**Work item:**
Every entry below should be written out exactly, and no image should appear.

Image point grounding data
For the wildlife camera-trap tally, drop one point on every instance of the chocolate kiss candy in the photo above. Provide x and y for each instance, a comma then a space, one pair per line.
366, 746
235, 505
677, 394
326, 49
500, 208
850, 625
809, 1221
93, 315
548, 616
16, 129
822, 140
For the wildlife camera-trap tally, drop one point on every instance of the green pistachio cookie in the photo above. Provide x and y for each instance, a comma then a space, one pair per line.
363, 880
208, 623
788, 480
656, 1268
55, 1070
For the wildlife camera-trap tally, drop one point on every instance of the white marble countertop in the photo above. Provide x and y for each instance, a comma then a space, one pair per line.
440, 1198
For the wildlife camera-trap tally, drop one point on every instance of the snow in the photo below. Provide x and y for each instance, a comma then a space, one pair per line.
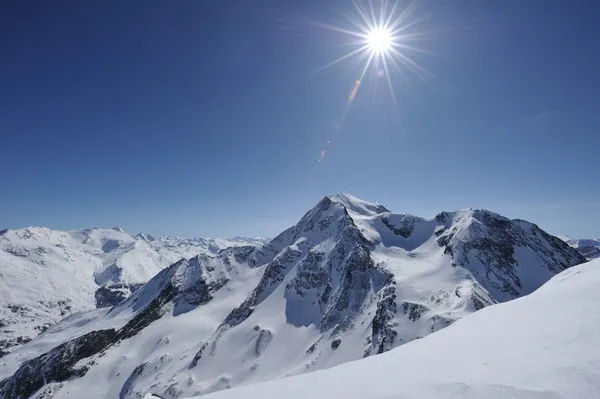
588, 247
350, 280
544, 345
47, 275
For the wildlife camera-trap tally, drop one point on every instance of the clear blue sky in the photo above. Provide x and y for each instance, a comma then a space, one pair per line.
206, 117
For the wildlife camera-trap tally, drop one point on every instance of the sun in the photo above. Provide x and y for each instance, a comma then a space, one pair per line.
379, 40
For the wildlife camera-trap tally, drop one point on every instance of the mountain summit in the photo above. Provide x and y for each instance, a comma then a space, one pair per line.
350, 280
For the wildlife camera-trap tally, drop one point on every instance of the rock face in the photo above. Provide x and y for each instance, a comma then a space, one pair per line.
349, 280
589, 248
46, 275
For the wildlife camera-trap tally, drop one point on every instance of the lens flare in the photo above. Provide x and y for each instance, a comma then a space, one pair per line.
382, 38
379, 40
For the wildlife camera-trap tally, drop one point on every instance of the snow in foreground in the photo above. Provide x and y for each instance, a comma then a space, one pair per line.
545, 345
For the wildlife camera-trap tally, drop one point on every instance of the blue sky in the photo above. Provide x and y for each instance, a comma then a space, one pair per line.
207, 118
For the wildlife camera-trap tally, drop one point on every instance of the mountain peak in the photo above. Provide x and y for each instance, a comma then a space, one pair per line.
357, 205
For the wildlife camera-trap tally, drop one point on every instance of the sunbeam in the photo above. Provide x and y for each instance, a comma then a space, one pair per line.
381, 35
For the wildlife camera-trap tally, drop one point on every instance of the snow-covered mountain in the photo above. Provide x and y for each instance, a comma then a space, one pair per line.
349, 280
590, 248
49, 274
532, 348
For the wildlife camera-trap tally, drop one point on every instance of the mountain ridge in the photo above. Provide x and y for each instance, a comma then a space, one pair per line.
349, 280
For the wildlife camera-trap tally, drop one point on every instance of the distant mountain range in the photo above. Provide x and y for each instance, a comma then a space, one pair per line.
537, 347
350, 280
47, 275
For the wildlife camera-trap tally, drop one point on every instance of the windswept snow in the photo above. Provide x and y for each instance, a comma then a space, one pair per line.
350, 280
545, 345
47, 275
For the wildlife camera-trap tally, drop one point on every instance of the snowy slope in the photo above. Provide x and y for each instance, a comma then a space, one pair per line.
349, 280
590, 248
545, 345
49, 274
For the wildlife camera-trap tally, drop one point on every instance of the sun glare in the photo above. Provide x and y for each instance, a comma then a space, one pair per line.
379, 40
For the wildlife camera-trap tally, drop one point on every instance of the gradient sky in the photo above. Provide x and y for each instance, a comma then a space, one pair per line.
206, 117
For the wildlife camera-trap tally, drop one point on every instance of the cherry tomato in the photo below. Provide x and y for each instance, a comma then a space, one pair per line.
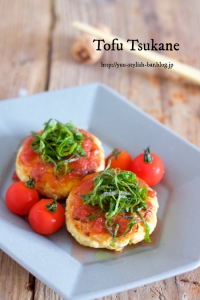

**Answer box:**
For the wildlife camera-trap tally, drop one point on every instance of the chocolate kiss candy in the photo above. Provide x and y for each instance, a comma then a space, one pair per line.
366, 746
235, 505
677, 394
326, 49
500, 208
850, 625
809, 1221
93, 315
548, 616
16, 129
822, 140
For the wildlife camera-trap tally, drop one point on every instance of the green pistachio cookie in the photo above. Provide x and y for each instance, a comma then a space, one pair per line.
363, 880
208, 623
788, 480
656, 1268
55, 1070
For the wildlife camera-trap tally, drop one point on every instance of the white marble countertop in the photo above. Provide x and y for each instance, a comma then a space, one pair per line.
440, 1198
For the wildlife camera-trap tally, drop one point on every instance of the snow in the photo below. Provide x and y for each instance, a comma then a space, one pair per line.
588, 247
350, 280
544, 345
47, 275
For the wildlife camera-trap tally, drop one point on every instance of the clear blue sky in the photo above. Provide x and y for each instance, a comma then a space, one pair per line.
206, 117
For the wildlife camera-trap tally, drop one point on every instance of the sun in the photo above. Provide x and y for each instance, a comma then a space, one pair per line.
379, 40
For the wildlife camera-trap tally, drop one point on every instance of the mountain summit in the photo above. Provide x and y for each instance, a comma then a space, one pair per line.
350, 280
For the wildlife camera-trap tally, drop one point on every instance of the rock face in the photo above. Provide x and y for each instance, a comma then a space, one pair per line.
349, 280
589, 248
46, 275
For the wildlife camera-trap tally, drop one point on every instance of the lens flare in the photo above. Provide x and y for each instance, a comma then a space, one pair per line.
382, 38
379, 40
For the wildlife camera-trap tally, drop one point on every instance of the snow in foreground in the photo above. Provide x and y for each instance, a comma then a space, one pair per line.
545, 345
For the wildlife camera-trap tally, drop one point on every instance of the blue sky in the photo above. Provide x and y for each instance, a comma then a space, one pair per line.
207, 118
For the wildlife camera-trap tally, drop one point on every instance of the mountain peak in the photo above. Provide x and y for each instance, a comma then a space, one pair per line.
357, 205
For the wildlife camera-trap tally, drop one point on every instance of the sunbeam in the photo above. Provide x and y for each instance, a comma then a space, one pair per line.
381, 35
For the wildlife camera-trap tally, drop one point on every instance of the snow-covered mountain in the photo above. Provide x and y for each instance, a comma then a space, one pair per line.
349, 280
590, 248
49, 274
532, 348
For the wildlife camera-trap tally, drop one point on every instance of the mountain ridge in the photo above. Provide x and y for each instance, a comma then a space, one pair per line.
349, 280
For the wildlife camera-trap tally, drop one point on every instance of the distant mountain range in the photo above. Provide x and y for each instance, a comma then a space, one pair per line.
537, 347
350, 280
47, 275
For the wildlife camera-trap tally, drop one point on every instance of the windswept snow in the photo above. Provide x and y for each instance, a comma then a space, one pair per line.
350, 280
545, 345
47, 275
For the wildlife camera-trap tally, drop one point on every instance of the snowy slope in the photo above. Provide x and y for each instance, a comma then a space, one pair per line.
349, 280
590, 248
545, 345
49, 274
For the wildlife camera-trap tally, drop one point on every instance of the sun glare in the photo above. Provide x and y for each instance, a comma then a space, one pair per line.
379, 40
For the wildlife camera-trap tally, drop one point on every instance of the gradient sky in the photo above. Provide x and y for each instance, a comma then a space, one pair per line.
206, 117
For the wildlife camera-trap tally, drop one point on every instance of the cherry tomato in the photo below. Provide x and y for each instance, a comma then a space, one pair per line.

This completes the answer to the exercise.